EXCERPTED RECORDS Block Start

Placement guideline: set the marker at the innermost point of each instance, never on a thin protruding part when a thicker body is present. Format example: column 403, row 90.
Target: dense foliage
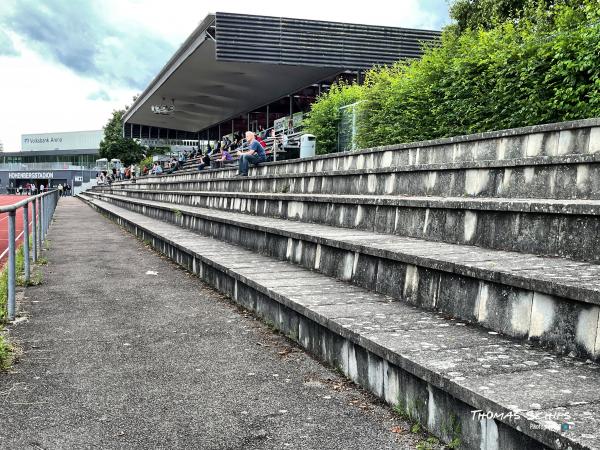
column 544, row 67
column 324, row 116
column 114, row 145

EXCERPTED RECORDS Block End

PROBLEM STATEMENT: Leave the pictures behind and repeat each entry exactly.

SOLUTION BELOW:
Placement guideline: set the marker at the innermost point of each instance, never on a thin protruding part when a thicker body is present. Format example: column 403, row 90.
Target: dense foliage
column 544, row 67
column 324, row 116
column 114, row 145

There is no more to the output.